Let’s visit the journey of how all the emulation technologies evolved and how commercial FPGA-based architecture came out on top for today’s needs of AI system verification.
The first generation of emulators relied on vast arrays of commercial FPGAs, a radical leap forward at the time. These systems enabled pre-silicon validation of complex chips that would otherwise have required years of simulation alone. For nearly a decade, progress followed a predictable trajectory: each new generation of FPGA devices delivered greater capacity, higher performance, and the ability to map increasingly ambitious designs. Scale improved dramatically, but the underlying philosophy remained largely unchanged.
As these platforms grew, however, their limitations became impossible to ignore. Increasing logic capacity did not resolve the architectural constraints embedded in their foundations. Early FPGA-based systems carried what many engineers would later describe as their original “sins.”
The sheer number of FPGAs required to keep pace with exploding design sizes drove setup times into weeks or even months. Compilation cycles stretched into days, often delaying DUT readiness beyond project schedules and making iterative development painfully slow. Design visibility was equally constrained: internal observability depended on compiling probes into the fabric, consuming valuable resources, increasing routing congestion, and turning debug into a laborious exercise. Execution models were rigid, centered entirely on in-circuit emulation (ICE), limiting flexibility for interactive debugging. And the total cost of ownership—purchase, operation, and maintenance—placed these systems far beyond the reach of most engineering teams.
As a result, hardware emulation remained confined to the most critical verification challenges, typically late in the design cycle and within only the most advanced organizations. For many teams, it was not a day-to-day engineering platform but a scarce, high-value resource—powerful, indispensable, and perpetually in short supply.

To-do list:
• a. Duplicate the passage from the emulation text that begins at the words "Let’s visit the" and ends after the words "remained largely unchanged.".
• b. According to the emulation text, what did each new generation of FPGA devices deliver? List every item.

Data segment:
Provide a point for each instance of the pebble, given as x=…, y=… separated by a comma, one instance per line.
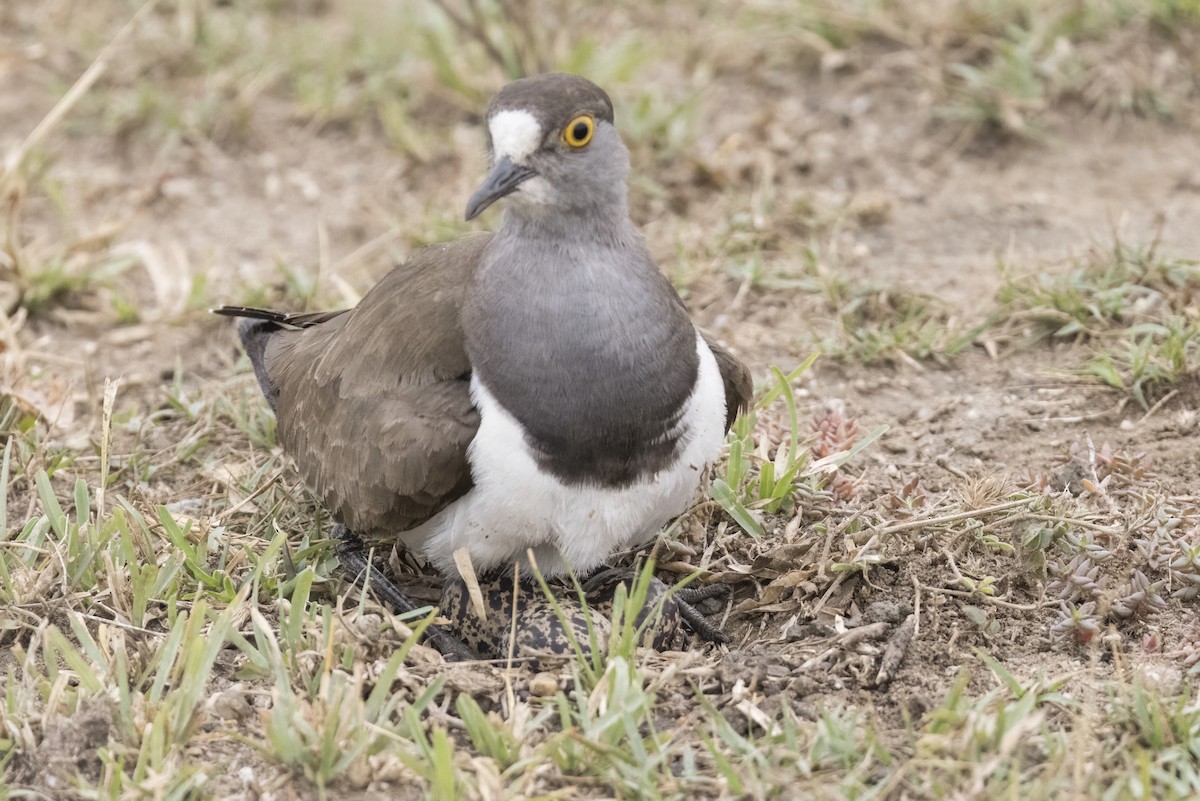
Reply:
x=544, y=685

Answers given:
• a.
Let’s visit the journey of how all the emulation technologies evolved and how commercial FPGA-based architecture came out on top for today’s needs of AI system verification.
The first generation of emulators relied on vast arrays of commercial FPGAs, a radical leap forward at the time. These systems enabled pre-silicon validation of complex chips that would otherwise have required years of simulation alone. For nearly a decade, progress followed a predictable trajectory: each new generation of FPGA devices delivered greater capacity, higher performance, and the ability to map increasingly ambitious designs. Scale improved dramatically, but the underlying philosophy remained largely unchanged.

• b.
- Greater capacity
- Higher performance
- The ability to map increasingly ambitious designs